◆ WHAT THE TASK ASKS
Reproduce the listing below, replacing every occurrence of "Target" with "Label" and leaving all other text unchanged.

▼▼▼

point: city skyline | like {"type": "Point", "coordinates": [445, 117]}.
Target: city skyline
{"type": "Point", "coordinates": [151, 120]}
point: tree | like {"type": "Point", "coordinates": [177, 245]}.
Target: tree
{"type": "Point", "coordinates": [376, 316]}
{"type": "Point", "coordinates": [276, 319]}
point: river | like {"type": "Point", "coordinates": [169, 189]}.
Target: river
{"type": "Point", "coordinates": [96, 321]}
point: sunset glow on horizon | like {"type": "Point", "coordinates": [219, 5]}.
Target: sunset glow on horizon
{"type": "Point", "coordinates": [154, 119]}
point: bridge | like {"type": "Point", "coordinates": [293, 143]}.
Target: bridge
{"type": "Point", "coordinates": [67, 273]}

▲▲▲

◆ FINAL ANSWER
point: city skyline | like {"type": "Point", "coordinates": [445, 117]}.
Label: city skyline
{"type": "Point", "coordinates": [151, 120]}
point: tree | like {"type": "Point", "coordinates": [177, 245]}.
Label: tree
{"type": "Point", "coordinates": [376, 316]}
{"type": "Point", "coordinates": [276, 319]}
point: river | like {"type": "Point", "coordinates": [169, 189]}.
Label: river
{"type": "Point", "coordinates": [96, 321]}
point: sunset glow on horizon | like {"type": "Point", "coordinates": [219, 5]}.
Label: sunset glow on horizon
{"type": "Point", "coordinates": [154, 119]}
point: bridge | like {"type": "Point", "coordinates": [293, 143]}.
Label: bridge
{"type": "Point", "coordinates": [67, 273]}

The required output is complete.